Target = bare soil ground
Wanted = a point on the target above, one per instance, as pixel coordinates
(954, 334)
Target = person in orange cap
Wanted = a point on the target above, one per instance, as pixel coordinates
-------
Turn the entries above into a numbered list with one line per item, leaving out any blank lines.

TASK RESPONSE:
1. Target = bare soil ground
2. Wanted = a point on the target above, one per instance, as pixel coordinates
3. (954, 334)
4. Target = person in orange cap
5. Wanted = a point on the target above, one per instance, as pixel coordinates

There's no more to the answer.